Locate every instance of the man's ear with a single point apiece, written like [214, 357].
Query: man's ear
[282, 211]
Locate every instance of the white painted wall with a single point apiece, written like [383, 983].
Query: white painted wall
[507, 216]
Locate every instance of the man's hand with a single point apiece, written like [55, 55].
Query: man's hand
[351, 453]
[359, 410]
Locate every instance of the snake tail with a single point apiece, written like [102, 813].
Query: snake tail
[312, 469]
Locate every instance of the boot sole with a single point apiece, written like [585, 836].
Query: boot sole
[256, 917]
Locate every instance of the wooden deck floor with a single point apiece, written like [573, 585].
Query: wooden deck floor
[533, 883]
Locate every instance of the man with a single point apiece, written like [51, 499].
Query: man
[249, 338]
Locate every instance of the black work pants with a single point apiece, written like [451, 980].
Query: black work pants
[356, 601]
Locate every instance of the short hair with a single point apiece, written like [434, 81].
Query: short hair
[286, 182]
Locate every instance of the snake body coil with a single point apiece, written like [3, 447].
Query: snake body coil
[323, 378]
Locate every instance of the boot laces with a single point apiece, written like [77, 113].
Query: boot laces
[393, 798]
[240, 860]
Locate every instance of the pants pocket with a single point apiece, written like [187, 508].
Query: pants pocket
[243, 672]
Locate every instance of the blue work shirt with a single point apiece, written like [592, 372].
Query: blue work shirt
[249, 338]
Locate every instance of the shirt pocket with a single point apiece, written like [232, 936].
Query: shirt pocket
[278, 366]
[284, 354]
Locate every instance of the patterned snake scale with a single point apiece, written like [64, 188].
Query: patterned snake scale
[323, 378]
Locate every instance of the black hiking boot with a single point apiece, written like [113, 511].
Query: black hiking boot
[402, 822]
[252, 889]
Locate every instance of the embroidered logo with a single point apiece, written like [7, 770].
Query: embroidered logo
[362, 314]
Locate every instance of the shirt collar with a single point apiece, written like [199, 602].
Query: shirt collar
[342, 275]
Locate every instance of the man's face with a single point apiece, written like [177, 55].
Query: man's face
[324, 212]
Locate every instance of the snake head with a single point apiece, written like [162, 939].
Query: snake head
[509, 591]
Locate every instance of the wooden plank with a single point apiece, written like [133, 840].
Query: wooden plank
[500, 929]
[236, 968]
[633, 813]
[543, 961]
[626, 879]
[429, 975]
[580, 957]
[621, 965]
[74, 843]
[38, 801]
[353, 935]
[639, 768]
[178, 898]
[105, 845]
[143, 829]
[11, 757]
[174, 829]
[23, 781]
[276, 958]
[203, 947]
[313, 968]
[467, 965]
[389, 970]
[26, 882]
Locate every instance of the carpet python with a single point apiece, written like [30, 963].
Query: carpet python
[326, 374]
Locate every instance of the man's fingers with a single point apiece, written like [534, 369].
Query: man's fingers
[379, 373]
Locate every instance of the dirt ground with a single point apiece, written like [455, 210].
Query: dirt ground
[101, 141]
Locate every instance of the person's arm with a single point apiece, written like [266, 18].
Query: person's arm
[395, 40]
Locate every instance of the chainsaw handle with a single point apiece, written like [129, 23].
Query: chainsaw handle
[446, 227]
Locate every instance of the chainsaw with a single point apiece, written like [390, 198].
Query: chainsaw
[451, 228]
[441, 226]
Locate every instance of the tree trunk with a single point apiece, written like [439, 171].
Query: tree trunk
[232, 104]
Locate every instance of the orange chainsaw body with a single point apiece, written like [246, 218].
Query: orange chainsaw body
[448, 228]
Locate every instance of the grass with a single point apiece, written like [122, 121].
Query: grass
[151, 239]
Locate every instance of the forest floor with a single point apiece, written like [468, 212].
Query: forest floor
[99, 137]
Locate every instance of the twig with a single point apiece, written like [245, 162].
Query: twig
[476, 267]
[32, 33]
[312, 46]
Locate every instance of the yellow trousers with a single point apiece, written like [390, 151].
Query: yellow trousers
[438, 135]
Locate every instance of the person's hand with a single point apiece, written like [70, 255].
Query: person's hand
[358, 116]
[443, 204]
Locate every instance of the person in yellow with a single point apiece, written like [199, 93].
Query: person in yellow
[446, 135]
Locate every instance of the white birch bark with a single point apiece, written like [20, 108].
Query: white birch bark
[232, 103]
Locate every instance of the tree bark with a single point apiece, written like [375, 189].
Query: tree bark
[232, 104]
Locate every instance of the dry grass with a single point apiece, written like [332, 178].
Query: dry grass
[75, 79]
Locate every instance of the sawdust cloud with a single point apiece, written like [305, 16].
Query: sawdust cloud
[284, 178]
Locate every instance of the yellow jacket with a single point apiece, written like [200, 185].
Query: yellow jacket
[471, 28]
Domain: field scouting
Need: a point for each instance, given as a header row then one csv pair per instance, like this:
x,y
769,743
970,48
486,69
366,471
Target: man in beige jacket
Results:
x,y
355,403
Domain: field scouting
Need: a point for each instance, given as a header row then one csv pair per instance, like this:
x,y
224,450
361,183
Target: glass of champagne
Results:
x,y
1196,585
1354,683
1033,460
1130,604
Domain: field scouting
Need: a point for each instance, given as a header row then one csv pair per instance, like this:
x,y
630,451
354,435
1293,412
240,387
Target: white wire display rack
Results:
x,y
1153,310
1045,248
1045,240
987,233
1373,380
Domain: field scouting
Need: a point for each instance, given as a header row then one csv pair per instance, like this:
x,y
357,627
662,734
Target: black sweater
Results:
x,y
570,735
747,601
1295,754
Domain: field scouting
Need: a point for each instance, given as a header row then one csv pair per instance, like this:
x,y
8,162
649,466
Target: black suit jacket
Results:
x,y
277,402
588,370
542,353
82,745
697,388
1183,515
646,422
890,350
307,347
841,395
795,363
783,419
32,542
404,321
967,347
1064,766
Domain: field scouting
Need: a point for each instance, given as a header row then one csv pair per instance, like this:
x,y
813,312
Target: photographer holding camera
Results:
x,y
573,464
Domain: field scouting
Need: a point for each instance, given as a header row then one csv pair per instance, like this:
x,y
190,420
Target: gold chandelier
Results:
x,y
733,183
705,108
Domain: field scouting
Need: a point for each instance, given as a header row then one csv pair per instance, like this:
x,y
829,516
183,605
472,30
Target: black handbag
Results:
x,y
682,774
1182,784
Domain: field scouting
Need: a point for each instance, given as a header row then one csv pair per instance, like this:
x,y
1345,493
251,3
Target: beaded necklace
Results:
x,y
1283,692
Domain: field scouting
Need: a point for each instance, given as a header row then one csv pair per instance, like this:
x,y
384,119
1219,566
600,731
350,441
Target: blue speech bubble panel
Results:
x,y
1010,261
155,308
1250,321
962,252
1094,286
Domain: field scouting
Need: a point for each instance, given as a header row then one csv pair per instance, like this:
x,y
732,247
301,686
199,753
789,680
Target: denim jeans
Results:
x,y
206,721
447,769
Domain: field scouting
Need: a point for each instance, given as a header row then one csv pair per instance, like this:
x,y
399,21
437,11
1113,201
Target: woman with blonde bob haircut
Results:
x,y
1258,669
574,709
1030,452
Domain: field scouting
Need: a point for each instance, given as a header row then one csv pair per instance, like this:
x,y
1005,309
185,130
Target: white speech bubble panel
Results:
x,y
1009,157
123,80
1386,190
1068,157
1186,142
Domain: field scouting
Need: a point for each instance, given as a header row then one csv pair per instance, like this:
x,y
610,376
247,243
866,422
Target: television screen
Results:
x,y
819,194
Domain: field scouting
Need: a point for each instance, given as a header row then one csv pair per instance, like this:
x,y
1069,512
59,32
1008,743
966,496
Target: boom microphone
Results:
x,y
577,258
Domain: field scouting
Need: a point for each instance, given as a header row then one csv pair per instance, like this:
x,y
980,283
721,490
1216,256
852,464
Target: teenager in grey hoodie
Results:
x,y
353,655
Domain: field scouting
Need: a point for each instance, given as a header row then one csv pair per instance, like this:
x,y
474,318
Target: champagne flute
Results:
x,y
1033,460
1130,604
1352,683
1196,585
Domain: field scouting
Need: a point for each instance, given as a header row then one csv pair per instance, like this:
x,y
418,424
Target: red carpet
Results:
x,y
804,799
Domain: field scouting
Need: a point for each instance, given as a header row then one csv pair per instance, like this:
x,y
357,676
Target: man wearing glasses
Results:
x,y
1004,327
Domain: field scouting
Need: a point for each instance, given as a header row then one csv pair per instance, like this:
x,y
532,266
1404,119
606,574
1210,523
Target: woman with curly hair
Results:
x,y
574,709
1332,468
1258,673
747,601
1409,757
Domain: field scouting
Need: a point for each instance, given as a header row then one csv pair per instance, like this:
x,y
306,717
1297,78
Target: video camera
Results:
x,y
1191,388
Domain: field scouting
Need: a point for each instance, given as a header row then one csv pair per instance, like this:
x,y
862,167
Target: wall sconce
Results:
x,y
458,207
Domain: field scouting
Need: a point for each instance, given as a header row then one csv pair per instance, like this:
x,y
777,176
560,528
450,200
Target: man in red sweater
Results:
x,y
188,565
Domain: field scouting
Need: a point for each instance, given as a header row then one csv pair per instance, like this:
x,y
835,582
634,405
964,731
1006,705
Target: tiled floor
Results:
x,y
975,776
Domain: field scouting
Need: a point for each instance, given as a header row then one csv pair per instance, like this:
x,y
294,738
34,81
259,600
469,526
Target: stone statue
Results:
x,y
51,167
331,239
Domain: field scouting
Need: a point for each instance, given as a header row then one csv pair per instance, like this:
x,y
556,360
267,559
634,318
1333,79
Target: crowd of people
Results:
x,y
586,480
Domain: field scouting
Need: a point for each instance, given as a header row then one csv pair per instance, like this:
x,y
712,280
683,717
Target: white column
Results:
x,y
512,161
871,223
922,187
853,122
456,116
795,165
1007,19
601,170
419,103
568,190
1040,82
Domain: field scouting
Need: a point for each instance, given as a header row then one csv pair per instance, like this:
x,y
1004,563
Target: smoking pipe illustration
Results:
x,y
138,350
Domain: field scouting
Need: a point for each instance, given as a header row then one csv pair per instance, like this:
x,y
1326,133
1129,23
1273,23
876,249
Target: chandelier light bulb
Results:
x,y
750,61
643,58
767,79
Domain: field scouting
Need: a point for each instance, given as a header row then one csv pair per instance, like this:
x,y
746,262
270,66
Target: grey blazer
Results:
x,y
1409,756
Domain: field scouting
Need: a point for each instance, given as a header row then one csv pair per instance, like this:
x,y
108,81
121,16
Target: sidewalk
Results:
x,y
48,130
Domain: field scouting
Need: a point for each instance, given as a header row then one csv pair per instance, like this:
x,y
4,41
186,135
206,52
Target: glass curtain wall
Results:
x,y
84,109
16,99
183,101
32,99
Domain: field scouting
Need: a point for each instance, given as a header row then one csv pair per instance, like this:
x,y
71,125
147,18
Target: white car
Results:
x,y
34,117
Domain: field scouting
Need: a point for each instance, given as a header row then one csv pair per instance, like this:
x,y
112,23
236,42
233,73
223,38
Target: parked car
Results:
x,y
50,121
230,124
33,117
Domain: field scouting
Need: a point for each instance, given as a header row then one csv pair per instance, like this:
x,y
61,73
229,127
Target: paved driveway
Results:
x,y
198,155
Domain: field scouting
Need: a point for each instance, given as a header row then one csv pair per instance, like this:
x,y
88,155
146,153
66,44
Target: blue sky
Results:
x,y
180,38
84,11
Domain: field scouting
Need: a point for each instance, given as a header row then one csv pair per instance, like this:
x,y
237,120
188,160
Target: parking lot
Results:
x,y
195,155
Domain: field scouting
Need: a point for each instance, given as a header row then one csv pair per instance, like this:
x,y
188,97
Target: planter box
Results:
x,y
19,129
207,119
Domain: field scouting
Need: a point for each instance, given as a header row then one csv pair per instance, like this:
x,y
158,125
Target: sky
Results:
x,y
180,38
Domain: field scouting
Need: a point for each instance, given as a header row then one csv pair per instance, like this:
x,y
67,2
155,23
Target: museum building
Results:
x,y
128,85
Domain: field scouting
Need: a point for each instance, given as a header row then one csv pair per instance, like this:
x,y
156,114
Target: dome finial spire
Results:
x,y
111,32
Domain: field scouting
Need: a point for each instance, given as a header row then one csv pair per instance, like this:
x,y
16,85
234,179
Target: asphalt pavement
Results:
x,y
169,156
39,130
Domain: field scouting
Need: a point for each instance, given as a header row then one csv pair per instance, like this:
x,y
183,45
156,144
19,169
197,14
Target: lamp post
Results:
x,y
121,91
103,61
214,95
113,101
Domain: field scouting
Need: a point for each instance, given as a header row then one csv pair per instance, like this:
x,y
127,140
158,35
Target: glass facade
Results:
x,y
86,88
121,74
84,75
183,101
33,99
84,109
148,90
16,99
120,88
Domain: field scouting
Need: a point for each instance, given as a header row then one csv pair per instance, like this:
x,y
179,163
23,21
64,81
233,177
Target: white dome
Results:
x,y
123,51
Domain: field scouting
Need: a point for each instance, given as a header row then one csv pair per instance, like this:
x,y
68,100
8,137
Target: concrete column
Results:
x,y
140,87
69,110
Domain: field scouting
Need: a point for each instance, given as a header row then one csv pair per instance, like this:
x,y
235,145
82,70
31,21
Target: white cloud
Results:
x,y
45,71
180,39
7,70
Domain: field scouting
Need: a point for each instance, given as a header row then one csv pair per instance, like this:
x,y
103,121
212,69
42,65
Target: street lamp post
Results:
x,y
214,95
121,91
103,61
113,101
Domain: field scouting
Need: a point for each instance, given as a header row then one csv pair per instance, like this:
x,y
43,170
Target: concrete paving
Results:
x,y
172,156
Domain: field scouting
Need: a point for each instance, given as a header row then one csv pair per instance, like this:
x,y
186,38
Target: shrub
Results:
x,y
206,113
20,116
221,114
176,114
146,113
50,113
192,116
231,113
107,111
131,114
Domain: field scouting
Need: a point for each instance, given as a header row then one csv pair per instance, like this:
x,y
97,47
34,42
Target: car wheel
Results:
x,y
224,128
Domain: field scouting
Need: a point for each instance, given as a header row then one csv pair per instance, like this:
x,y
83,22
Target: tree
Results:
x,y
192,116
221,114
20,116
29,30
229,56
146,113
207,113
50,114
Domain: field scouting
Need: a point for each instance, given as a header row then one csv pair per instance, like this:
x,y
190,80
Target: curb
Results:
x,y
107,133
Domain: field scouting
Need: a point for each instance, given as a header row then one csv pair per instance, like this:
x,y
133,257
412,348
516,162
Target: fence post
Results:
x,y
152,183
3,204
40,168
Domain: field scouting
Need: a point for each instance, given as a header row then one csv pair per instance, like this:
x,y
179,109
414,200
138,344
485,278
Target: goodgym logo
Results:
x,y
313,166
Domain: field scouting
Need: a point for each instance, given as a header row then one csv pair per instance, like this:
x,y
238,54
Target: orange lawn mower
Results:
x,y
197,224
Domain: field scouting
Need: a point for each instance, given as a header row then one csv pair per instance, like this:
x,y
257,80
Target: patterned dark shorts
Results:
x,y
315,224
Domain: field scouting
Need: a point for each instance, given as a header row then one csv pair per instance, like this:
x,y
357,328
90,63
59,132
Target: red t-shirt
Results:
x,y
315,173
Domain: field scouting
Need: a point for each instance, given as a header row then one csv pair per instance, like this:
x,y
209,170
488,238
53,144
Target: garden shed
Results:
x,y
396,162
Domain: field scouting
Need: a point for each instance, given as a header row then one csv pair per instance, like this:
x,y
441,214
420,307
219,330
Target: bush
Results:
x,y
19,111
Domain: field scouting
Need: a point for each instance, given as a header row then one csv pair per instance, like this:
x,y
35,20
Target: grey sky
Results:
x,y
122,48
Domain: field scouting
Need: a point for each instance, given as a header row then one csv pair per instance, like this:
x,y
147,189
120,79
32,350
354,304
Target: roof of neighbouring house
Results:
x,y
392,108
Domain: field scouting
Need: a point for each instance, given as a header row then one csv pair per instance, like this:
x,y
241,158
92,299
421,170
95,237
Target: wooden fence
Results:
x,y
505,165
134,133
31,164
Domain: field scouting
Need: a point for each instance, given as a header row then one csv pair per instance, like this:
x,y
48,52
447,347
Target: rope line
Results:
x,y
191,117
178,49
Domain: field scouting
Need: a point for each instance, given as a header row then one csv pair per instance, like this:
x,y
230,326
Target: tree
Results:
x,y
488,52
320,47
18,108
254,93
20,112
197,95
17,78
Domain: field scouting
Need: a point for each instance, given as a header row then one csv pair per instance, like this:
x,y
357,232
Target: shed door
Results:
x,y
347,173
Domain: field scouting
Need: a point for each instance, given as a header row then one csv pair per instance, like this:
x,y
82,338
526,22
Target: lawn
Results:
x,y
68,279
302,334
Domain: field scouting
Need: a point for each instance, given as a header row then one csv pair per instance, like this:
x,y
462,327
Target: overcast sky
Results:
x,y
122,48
*-*-*
Action item
Work through the records above. Copy every line with the string "speech".

Answer section
Target: blue speech bubble panel
Target: white speech bubble panel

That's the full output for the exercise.